Task prompt: Transcribe exactly everything in the data below from the line containing "point(303, 81)" down to the line containing "point(273, 262)", both lines included and nothing further.

-- -- --

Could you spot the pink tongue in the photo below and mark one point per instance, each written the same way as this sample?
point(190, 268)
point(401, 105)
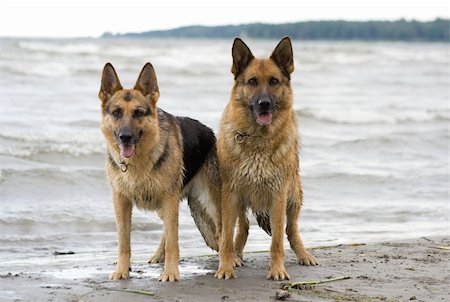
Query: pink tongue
point(264, 118)
point(127, 151)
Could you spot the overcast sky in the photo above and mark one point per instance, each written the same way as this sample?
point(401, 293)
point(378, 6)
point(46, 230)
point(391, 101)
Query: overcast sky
point(68, 18)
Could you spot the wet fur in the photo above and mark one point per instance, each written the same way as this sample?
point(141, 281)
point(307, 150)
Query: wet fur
point(260, 169)
point(175, 157)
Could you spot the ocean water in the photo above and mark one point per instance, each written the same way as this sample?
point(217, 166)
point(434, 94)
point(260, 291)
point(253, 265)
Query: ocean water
point(373, 118)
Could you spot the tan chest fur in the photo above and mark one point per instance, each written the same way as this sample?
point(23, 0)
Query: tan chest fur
point(145, 186)
point(259, 167)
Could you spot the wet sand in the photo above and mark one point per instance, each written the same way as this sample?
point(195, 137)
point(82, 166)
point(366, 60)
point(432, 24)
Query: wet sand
point(407, 270)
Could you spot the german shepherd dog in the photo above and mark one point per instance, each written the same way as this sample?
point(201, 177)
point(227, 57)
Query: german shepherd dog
point(257, 150)
point(154, 160)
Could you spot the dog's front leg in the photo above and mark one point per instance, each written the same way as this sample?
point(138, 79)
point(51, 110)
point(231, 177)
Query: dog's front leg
point(226, 250)
point(122, 207)
point(277, 218)
point(169, 211)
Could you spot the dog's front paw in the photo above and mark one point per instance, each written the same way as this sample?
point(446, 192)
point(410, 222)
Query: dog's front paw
point(277, 273)
point(238, 260)
point(306, 259)
point(119, 275)
point(157, 258)
point(225, 273)
point(170, 275)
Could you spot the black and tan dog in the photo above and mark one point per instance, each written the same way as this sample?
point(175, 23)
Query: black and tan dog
point(258, 157)
point(154, 160)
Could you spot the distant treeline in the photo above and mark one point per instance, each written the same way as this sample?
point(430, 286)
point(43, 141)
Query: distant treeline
point(400, 30)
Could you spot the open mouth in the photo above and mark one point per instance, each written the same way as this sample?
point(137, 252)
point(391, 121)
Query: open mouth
point(127, 150)
point(264, 118)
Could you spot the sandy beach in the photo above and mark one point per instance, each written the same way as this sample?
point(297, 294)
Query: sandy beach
point(406, 270)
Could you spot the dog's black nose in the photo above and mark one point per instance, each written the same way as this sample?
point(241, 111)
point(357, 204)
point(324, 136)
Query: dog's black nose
point(264, 104)
point(125, 137)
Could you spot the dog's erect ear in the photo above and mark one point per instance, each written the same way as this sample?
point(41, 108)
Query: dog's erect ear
point(147, 83)
point(242, 56)
point(110, 83)
point(283, 56)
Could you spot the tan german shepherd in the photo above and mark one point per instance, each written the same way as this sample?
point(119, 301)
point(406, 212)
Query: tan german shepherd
point(258, 156)
point(154, 160)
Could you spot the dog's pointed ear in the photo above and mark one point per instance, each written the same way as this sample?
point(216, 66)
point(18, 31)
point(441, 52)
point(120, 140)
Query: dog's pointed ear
point(147, 83)
point(242, 56)
point(110, 83)
point(283, 56)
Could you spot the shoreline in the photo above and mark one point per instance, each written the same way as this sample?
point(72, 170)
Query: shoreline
point(400, 270)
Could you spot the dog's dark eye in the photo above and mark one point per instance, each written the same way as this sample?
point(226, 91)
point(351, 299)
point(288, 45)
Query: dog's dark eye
point(138, 113)
point(117, 113)
point(253, 82)
point(274, 81)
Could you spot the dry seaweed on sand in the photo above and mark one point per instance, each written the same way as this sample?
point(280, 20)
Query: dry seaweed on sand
point(58, 253)
point(138, 291)
point(442, 247)
point(308, 284)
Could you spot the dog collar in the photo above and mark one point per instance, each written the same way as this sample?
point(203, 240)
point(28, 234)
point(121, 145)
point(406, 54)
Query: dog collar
point(240, 137)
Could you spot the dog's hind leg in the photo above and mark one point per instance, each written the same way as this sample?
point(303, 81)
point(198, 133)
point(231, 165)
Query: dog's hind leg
point(158, 257)
point(292, 214)
point(241, 237)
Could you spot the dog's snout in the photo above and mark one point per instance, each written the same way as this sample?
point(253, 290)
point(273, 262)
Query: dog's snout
point(264, 103)
point(125, 137)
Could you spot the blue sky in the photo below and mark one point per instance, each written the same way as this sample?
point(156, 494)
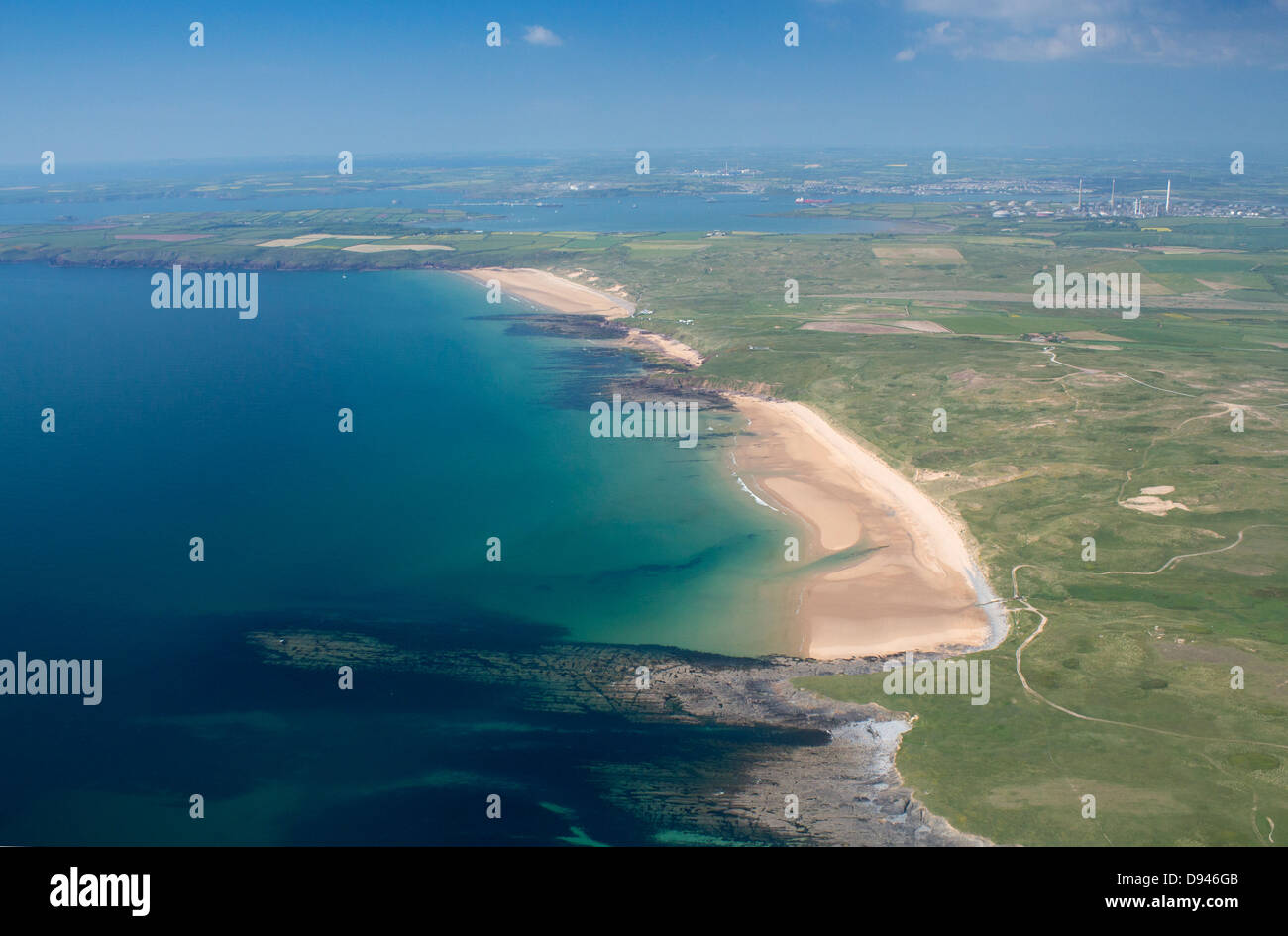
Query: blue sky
point(106, 82)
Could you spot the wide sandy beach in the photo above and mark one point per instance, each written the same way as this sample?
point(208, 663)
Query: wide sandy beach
point(554, 292)
point(917, 588)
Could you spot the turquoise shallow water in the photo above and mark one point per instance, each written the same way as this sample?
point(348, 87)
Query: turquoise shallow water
point(172, 424)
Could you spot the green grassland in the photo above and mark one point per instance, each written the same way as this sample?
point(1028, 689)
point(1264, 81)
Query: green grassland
point(1041, 447)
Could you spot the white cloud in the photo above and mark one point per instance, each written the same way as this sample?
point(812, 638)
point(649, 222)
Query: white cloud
point(540, 35)
point(1171, 33)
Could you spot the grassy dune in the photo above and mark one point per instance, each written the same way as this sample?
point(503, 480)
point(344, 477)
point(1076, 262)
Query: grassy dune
point(1038, 454)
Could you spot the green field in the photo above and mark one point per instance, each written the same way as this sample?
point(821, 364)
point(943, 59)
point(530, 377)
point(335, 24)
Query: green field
point(1042, 449)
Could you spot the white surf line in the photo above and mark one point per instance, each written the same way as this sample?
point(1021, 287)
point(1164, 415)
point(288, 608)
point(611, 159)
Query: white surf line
point(1035, 694)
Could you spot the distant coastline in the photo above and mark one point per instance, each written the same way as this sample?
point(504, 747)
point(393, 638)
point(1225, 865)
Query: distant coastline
point(923, 589)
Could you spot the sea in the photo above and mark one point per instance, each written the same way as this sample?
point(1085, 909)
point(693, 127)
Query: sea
point(471, 436)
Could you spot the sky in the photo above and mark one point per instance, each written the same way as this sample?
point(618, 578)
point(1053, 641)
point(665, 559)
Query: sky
point(120, 82)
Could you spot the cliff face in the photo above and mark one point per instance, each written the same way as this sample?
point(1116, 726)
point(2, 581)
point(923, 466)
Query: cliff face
point(835, 759)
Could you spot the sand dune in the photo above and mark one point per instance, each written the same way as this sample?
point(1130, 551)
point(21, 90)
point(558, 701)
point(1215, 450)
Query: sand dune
point(554, 292)
point(919, 589)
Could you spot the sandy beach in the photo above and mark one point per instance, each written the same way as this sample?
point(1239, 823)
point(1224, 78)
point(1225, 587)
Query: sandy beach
point(919, 588)
point(917, 591)
point(554, 292)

-- -- --

Worked solution:
point(303, 81)
point(198, 133)
point(231, 165)
Query: dog's hind leg
point(158, 257)
point(292, 214)
point(241, 237)
Could you spot the dog's snout in the photo above and mark one point per instance, each written the same way as this sample?
point(253, 290)
point(273, 262)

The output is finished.